*Available data*:
|---|

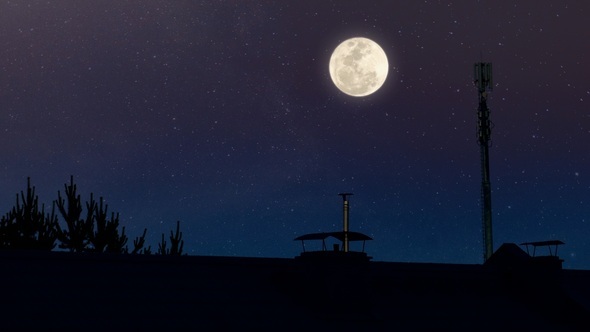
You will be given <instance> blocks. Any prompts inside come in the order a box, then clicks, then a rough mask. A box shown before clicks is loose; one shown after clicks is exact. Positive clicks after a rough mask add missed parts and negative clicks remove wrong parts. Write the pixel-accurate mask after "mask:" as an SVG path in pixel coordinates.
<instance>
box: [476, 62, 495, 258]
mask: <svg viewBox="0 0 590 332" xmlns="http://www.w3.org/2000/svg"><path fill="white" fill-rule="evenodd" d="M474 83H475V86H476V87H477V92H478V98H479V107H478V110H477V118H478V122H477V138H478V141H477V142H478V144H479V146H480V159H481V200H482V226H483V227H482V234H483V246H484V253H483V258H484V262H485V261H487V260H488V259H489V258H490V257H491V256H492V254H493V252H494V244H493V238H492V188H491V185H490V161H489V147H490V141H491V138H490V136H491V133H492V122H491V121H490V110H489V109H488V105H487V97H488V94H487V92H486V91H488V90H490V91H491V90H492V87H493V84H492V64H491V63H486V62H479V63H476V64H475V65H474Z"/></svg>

|---|

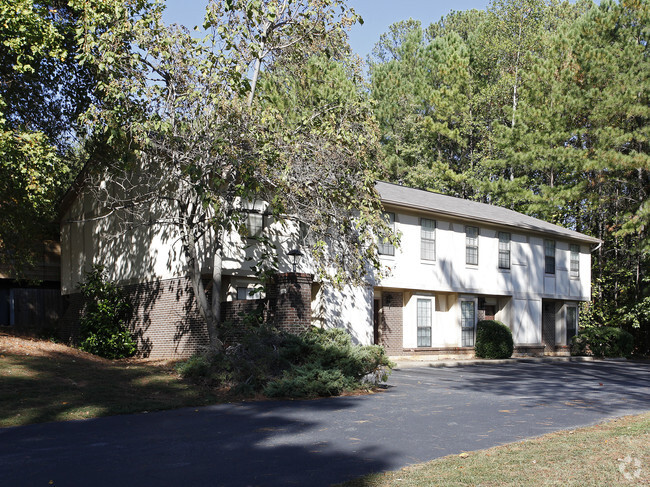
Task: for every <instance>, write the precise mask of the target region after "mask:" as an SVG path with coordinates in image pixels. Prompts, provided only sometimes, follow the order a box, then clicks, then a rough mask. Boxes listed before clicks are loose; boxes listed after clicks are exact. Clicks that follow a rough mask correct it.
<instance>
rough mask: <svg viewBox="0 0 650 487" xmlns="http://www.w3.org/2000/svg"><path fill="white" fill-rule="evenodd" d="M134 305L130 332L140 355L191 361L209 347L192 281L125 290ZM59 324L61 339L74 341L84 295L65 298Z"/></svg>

|---|

*Work order*:
What is needed is the number of lines in the data that hold the word "before", with nothing added.

*Final answer*:
2